►

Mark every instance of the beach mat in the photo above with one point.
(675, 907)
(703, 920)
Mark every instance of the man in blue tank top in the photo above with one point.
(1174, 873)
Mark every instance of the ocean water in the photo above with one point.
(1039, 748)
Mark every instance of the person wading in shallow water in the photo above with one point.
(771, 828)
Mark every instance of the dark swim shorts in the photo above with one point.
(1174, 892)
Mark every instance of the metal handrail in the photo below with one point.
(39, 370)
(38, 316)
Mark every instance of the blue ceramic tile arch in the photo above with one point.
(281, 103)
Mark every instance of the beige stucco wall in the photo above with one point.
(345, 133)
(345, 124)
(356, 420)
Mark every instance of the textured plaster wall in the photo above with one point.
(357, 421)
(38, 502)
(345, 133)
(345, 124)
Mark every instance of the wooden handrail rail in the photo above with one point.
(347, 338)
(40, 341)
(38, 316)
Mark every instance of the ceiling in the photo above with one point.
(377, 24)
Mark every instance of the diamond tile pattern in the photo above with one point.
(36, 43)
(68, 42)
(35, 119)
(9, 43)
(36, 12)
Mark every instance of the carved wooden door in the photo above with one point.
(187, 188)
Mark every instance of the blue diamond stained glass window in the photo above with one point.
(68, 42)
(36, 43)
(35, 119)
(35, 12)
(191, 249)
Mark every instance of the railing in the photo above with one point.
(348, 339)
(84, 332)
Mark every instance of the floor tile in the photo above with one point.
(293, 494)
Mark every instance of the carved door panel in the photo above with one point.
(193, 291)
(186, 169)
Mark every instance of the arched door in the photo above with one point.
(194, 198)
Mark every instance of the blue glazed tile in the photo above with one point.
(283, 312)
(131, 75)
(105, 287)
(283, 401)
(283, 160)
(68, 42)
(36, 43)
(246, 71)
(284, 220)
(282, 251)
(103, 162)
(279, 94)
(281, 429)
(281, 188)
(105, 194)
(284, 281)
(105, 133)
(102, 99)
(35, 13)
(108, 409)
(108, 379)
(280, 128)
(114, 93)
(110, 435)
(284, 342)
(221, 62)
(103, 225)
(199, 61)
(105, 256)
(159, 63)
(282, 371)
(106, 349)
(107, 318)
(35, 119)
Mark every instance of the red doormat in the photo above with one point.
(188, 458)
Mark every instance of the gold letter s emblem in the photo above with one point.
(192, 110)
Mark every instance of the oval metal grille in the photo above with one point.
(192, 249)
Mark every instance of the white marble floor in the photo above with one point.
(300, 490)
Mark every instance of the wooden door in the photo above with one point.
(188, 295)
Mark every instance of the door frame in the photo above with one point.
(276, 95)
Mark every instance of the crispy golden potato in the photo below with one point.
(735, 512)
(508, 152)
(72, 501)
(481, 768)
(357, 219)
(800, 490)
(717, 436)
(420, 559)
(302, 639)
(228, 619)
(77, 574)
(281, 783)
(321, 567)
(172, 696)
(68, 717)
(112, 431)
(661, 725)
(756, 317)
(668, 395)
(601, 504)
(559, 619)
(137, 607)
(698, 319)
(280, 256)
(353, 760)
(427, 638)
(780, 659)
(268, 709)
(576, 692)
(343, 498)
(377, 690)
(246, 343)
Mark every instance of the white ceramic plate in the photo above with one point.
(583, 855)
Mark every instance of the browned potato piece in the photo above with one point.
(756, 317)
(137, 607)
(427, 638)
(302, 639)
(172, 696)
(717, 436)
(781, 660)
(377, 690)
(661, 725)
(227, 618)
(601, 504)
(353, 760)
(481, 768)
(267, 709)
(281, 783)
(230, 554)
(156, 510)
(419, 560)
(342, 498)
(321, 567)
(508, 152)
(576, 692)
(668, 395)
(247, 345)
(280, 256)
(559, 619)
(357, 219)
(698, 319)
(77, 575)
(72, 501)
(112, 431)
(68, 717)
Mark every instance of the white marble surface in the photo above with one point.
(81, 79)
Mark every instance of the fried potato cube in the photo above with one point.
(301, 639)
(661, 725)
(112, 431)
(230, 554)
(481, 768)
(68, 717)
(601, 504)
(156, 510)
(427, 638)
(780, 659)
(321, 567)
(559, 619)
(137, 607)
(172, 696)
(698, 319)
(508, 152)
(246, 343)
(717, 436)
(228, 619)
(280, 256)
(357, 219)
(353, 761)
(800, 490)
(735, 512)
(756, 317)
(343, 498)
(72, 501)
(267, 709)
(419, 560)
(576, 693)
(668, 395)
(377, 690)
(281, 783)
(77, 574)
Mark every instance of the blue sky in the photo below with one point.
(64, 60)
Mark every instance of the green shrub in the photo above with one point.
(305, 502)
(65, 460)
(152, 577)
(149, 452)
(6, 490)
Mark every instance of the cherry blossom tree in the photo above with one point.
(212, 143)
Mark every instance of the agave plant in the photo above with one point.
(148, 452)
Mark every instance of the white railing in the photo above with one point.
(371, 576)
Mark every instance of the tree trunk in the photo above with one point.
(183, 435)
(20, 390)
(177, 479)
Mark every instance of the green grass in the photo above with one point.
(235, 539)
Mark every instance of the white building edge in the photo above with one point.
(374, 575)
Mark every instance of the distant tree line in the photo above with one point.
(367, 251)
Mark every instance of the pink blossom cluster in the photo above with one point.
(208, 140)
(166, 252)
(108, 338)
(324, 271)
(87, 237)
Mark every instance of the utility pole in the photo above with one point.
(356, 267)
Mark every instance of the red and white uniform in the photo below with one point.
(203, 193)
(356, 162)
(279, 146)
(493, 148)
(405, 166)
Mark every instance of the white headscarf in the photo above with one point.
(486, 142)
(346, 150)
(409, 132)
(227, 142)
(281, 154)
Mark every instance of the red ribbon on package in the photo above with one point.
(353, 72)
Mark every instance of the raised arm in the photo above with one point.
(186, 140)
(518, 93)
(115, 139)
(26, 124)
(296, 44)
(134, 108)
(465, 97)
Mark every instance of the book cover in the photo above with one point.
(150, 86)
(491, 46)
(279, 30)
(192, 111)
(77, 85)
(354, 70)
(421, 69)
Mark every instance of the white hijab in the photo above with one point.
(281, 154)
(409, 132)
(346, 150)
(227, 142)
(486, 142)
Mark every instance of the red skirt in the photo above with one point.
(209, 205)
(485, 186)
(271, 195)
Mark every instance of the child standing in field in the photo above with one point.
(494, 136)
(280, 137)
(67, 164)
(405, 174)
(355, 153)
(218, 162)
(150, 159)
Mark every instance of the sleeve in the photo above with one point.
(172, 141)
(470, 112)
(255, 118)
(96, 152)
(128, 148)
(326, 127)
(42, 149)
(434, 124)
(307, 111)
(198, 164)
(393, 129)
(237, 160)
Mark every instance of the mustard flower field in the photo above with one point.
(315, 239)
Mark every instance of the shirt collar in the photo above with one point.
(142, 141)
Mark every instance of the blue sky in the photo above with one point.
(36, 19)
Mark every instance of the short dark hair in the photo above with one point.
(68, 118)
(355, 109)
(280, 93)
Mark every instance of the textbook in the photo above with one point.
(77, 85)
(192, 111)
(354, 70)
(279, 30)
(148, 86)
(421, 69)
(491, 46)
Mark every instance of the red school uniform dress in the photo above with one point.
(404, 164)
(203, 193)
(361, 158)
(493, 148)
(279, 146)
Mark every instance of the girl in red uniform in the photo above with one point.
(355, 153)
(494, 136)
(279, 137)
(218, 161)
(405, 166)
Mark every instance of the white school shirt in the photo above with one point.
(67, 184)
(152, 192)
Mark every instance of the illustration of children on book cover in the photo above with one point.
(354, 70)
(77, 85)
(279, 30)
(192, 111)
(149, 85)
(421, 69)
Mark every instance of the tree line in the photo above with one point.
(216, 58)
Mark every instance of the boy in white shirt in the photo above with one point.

◄

DIRECTIONS FOR THIS TASK: Copy every item above verbatim, keeping each line in its original order.

WRITTEN ANSWER:
Mark every instance of the beach mat in the photo above with one point.
(675, 907)
(703, 920)
Mark every instance of the man in blue tank top in the photo above with one point.
(1174, 873)
Mark every instance of the ocean water in the photo above with one point.
(1039, 748)
Mark every instance of the person wading in shallow water in the photo above with one point.
(771, 828)
Mark every instance of the dark swim shorts in the photo above with one point.
(1174, 892)
Mark every instance of the metal handrail in the photo below with one point.
(39, 370)
(38, 316)
Mark every instance of the blue ceramic tile arch in the photo above with one point.
(281, 103)
Mark every instance of the beige stucco wall in the photo above with one point.
(345, 133)
(345, 124)
(356, 420)
Mark every instance of the textured plaster wall in the photo above with one point.
(357, 421)
(38, 502)
(345, 133)
(345, 124)
Mark every instance of the wooden handrail rail in the photo above with one point.
(347, 338)
(40, 341)
(38, 316)
Mark every instance of the ceiling in the photo above with one point.
(377, 24)
Mark every instance of the diamond tile pattern in the photo above with one point.
(36, 43)
(68, 42)
(35, 119)
(9, 43)
(36, 12)
Mark every instance of the carved wooden door in the photo above with one point.
(187, 188)
Mark every instance of the blue diamond stained glass window in the photo above with one point.
(68, 42)
(36, 43)
(35, 119)
(35, 12)
(191, 249)
Mark every instance of the railing in the photo above with one point.
(348, 339)
(84, 332)
Mark every instance of the floor tile in the photo above with one point.
(293, 494)
Mark every instance of the carved door panel in the photo above with one point.
(193, 291)
(186, 169)
Mark every instance of the arched door in the photo above with one point.
(194, 198)
Mark every instance of the blue glazed tile in the photo above with one point.
(283, 312)
(131, 75)
(105, 287)
(283, 401)
(283, 160)
(68, 42)
(36, 43)
(246, 71)
(284, 220)
(282, 251)
(103, 162)
(279, 94)
(281, 429)
(281, 188)
(105, 194)
(284, 281)
(105, 133)
(102, 99)
(35, 13)
(108, 409)
(108, 379)
(280, 128)
(114, 93)
(110, 435)
(284, 342)
(221, 62)
(103, 225)
(199, 61)
(105, 256)
(159, 63)
(282, 371)
(106, 349)
(107, 318)
(35, 119)
Mark every instance of the red doormat in the photo above with one point.
(188, 458)
Mark every instance of the gold letter s emblem in the photo above with one point.
(192, 110)
Mark every instance of the oval metal grille in the photo above with one point.
(192, 249)
Mark every instance of the white marble floor in the photo above with one point.
(300, 490)
Mark every instance of the wooden door in the photo above with one point.
(188, 295)
Mark every instance of the door frame in the photo above with one point.
(276, 95)
Mark every instance of the crispy golden potato in the photo below with one point.
(735, 512)
(508, 152)
(72, 501)
(481, 768)
(357, 219)
(800, 490)
(717, 436)
(420, 559)
(302, 639)
(228, 619)
(77, 574)
(281, 783)
(321, 567)
(172, 696)
(68, 717)
(112, 431)
(661, 725)
(756, 317)
(668, 395)
(601, 504)
(559, 619)
(137, 607)
(698, 319)
(280, 256)
(353, 760)
(427, 638)
(780, 659)
(268, 709)
(576, 692)
(343, 498)
(377, 690)
(246, 343)
Mark every instance of the white ceramic plate in the photo above with one point.
(583, 855)
Mark every instance of the browned potato piece in the photo above with one point.
(756, 317)
(137, 607)
(427, 638)
(302, 639)
(172, 696)
(717, 436)
(781, 660)
(377, 690)
(661, 725)
(227, 618)
(601, 504)
(353, 760)
(481, 768)
(267, 709)
(281, 783)
(230, 554)
(156, 510)
(419, 560)
(342, 498)
(321, 567)
(508, 152)
(576, 692)
(668, 395)
(247, 345)
(280, 256)
(559, 619)
(357, 219)
(698, 319)
(77, 575)
(72, 501)
(112, 431)
(68, 717)
Mark every instance of the white marble surface in the photo above with one point.
(81, 79)
Mark every instance of the fried potato cube in the photo above with one point.
(301, 639)
(661, 725)
(112, 431)
(230, 554)
(481, 768)
(68, 717)
(601, 504)
(156, 510)
(427, 638)
(780, 659)
(321, 567)
(559, 619)
(137, 607)
(172, 696)
(698, 319)
(508, 152)
(246, 343)
(717, 436)
(228, 619)
(280, 256)
(357, 219)
(353, 761)
(800, 490)
(735, 512)
(756, 317)
(343, 498)
(72, 501)
(267, 709)
(419, 560)
(576, 693)
(668, 395)
(377, 690)
(281, 783)
(77, 574)
Mark every instance of the blue sky in the photo below with one point.
(64, 60)
Mark every instance of the green shrub in the photo above with one point.
(305, 502)
(65, 460)
(152, 577)
(149, 452)
(6, 490)
Mark every instance of the cherry blossom tree in the photo above with one point.
(212, 143)
Mark every instance of the agave plant in the photo above with one point.
(148, 452)
Mark every instance of the white railing in the photo above with one point.
(371, 576)
Mark every instance of the tree trunk in the photo above with one point.
(183, 435)
(20, 390)
(177, 479)
Mark every instance of the green grass in the photo above with one point.
(235, 539)
Mark every instance of the white building edge in the photo above with one point.
(374, 575)
Mark every instance of the distant tree line in the photo above with one point.
(367, 251)
Mark every instance of the pink blossom cluster in the photo above with one point.
(208, 140)
(166, 252)
(108, 338)
(324, 271)
(87, 237)
Mark every instance of the utility pole in the photo above with one point.
(356, 267)
Mark every instance of the red and white uniform in the photo below with one point.
(203, 193)
(356, 162)
(279, 146)
(493, 148)
(405, 166)
Mark every instance of the white headscarf in the photo above with one point.
(486, 142)
(346, 150)
(409, 132)
(227, 142)
(281, 154)
Mark every instance of the red ribbon on package in the photo above with one point.
(353, 72)
Mark every instance of the raised arm in the photo above with one point.
(186, 140)
(518, 93)
(115, 139)
(26, 124)
(296, 44)
(134, 108)
(465, 97)
Mark every instance of the book cover in the photo above with one point.
(150, 86)
(491, 46)
(279, 30)
(192, 111)
(77, 85)
(354, 70)
(421, 69)
Mark every instance of the white hijab in the photo above with one point.
(281, 154)
(409, 132)
(346, 150)
(227, 142)
(486, 142)
Mark every instance of the red skirt in the photo above with one point.
(209, 205)
(485, 186)
(271, 195)
Mark every instance of the child standing in field in the photo above with one point.
(494, 136)
(280, 137)
(67, 164)
(405, 174)
(355, 153)
(218, 162)
(150, 159)
Mark every instance of the sleeve in the photo above with one point.
(172, 141)
(470, 112)
(255, 118)
(96, 152)
(128, 148)
(326, 127)
(42, 149)
(434, 124)
(307, 111)
(198, 164)
(393, 129)
(237, 160)
Mark every instance of the mustard flower field in the photo above with one point.
(315, 239)
Mark every instance of the shirt collar in the photo above with one point.
(142, 141)
Mark every instance of the blue sky in the photo above with one point.
(36, 19)
Mark every instance of the short dark hair in the photo above with one point.
(68, 118)
(355, 109)
(280, 93)
Mark every instance of the textbook in the photo above with one point.
(77, 85)
(192, 111)
(354, 70)
(279, 30)
(148, 86)
(421, 69)
(491, 46)
Mark every instance of the red school uniform dress in the photo above with one point.
(404, 164)
(203, 193)
(361, 158)
(493, 148)
(279, 146)
Mark every instance of the girl in red uniform in the photo above with one point.
(355, 153)
(494, 136)
(279, 137)
(218, 161)
(405, 166)
Mark every instance of the white school shirt in the photo above with one point.
(67, 184)
(152, 192)
Mark every instance of the illustration of children on book cover in the photo above with one point.
(354, 70)
(77, 85)
(279, 30)
(192, 111)
(149, 85)
(421, 69)
Mark every instance of the tree line in the photo above with one point.
(216, 58)
Mark every instance of the boy in white shirt in the photo above with one point.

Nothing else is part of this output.